OBJECTIF 1:
Renvoyez tel quel le passage de l'extrait sur le privilège de la Couronne qui commence à « [7] Le paragraphe » et se termine à « du Code criminel. ».
OBJECTIF 2:
Dans l'extrait sur le privilège de la Couronne, relevez chacun des paragraphes de l'article 37 de la Loi sur la preuve désignés par leur numéro.
OBJECTIF 3:
Répondez brièvement à ces questions sur l'extrait sur le privilège de la Couronne :
(a) Quelle preuve doit être considérée comme pertinente ?
(b) À quels articles de la Loi sur la preuve au Canada le privilège de la Couronne est-il codifié ?
(c) Selon le paragraphe 37(2), quel tribunal est compétent pour entendre la question ?

Lien vers la décision
[1] Généralement, le Ministère public doit divulguer à la Défense tout renseignement pertinent, indépendamment de son caractère incriminant ou disculpatoire, à moins que la preuve n’échappe à son contrôle ou ne fasse l’objet d’un privilège.
[2] Évidemment, cette obligation n’est pas absolue. La poursuite n’est pas tenue de produire ce qui n’a manifestement aucune pertinence. Doit être considérée comme pertinente toute preuve pouvant raisonnablement être utile pour la Défense.
[3] Lorsqu’elle justifie la non-divulgation d’un renseignement en se basant sur un privilège d’intérêt public, la Couronne peut initier la procédure spéciale visée à l’article 37 de la Loi sur la preuve en vue de protéger la confidentialité de l’information.
[6] Ce qui est encore aujourd’hui convenu d’appeler « le privilège de la Couronne » est maintenant codifié aux articles 37 à 39 de la Loi sur la preuve au Canada. Ces dispositions ont pour but de protéger les secrets d’État qui peuvent être levés dans l’intérêt de la justice.
[7] Le paragraphe 37(1) accorde à tout fonctionnaire, dont tout procureur aux poursuites criminelles et pénales, le droit de s’opposer à la production de tout renseignement, oral ou écrit, pour des « raisons d’intérêt public déterminées ». Cette dernière expression ne fait l’objet d’aucune définition statutaire, mais comprend, comme le fait remarquer l’auteur David Watt dans son ouvrage intitulé « Watt’s Manual of Criminal Evidence » (page 971 de l’Édition 2009) certains privilèges circonstanciés de même que ceux énoncés à l’article 187(4) du Code criminel.
[8] Le paragraphe 37(2) prévoit par ailleurs que la Cour supérieure est compétente pour entendre la question si elle est saisie du litige au cours duquel l’objection est soulevée.
[9] Conformément au paragraphe 37(4.1), le Tribunal saisi peut ensuite ordonner la divulgation des renseignements s’il conclut que leur divulgation n’est pas préjudiciable au regard des raisons d’intérêt public sur lesquelles se fonde l’objection.

DONNÉES DISPONIBLES:
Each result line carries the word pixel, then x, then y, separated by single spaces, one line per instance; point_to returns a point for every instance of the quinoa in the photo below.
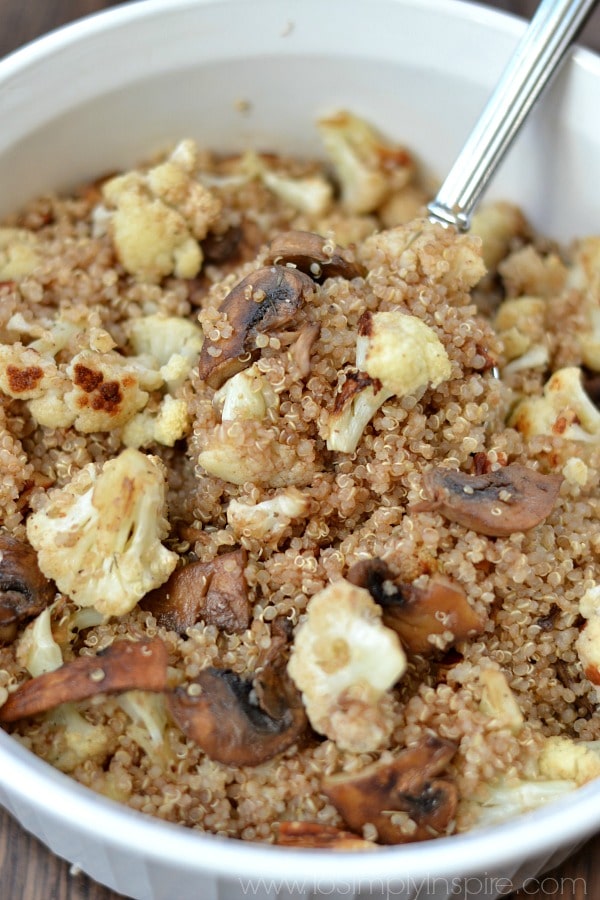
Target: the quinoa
pixel 525 587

SOLUTION 1:
[7] Le paragraphe 37(1) accorde à tout fonctionnaire, dont tout procureur aux poursuites criminelles et pénales, le droit de s’opposer à la production de tout renseignement, oral ou écrit, pour des « raisons d’intérêt public déterminées ». Cette dernière expression ne fait l’objet d’aucune définition statutaire, mais comprend, comme le fait remarquer l’auteur David Watt dans son ouvrage intitulé « Watt’s Manual of Criminal Evidence » (page 971 de l’Édition 2009) certains privilèges circonstanciés de même que ceux énoncés à l’article 187(4) du Code criminel.

SOLUTION 2:
37(1)
37(2)
37(4.1)

SOLUTION 3:
(a) Toute preuve pouvant raisonnablement être utile pour la Défense.
(b) Aux articles 37 à 39.
(c) La Cour supérieure, si elle est saisie du litige au cours duquel l'objection est soulevée.